- _WORK TO COMPLETE_
Pick out each line in the entries below that contains the word "with", and copy those lines.

>> Begin DATASET CONTENT

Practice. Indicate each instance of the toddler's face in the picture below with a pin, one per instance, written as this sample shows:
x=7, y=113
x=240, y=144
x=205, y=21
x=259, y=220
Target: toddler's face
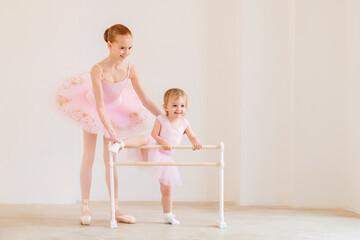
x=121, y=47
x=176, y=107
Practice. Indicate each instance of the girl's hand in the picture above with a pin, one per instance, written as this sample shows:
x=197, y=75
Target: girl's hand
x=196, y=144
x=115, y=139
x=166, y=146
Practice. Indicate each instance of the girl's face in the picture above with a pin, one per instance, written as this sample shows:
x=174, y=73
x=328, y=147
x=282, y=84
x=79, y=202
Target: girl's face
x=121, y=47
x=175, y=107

>> End DATASET CONTENT
>> Begin DATASET CONTENT

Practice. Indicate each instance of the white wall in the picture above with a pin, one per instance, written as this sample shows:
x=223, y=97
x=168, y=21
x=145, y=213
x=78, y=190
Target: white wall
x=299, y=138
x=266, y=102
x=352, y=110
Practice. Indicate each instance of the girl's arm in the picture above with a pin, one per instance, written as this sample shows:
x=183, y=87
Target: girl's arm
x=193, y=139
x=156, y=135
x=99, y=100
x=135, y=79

>> End DATASET CONTENT

- _SOLUTION TO THE PROBLEM_
Practice. Indicate each instance of the toddler's face in the picture below with a pin, one per instance, written as this sample shows:
Practice. Indicate each instance of the girl's hand in the picture above with a pin, one per instance, written as this sample shows:
Practice. Indicate each instance of the girl's face in the picture above with a pin, one per instance, written as this sample shows:
Practice. Indicate each instance of the white wall in the picture above with a pin, one per instance, written as this sample shows:
Practice. Indicate each instance of the girl's arm in the picture above with a pin, one per instance, written as this sample shows:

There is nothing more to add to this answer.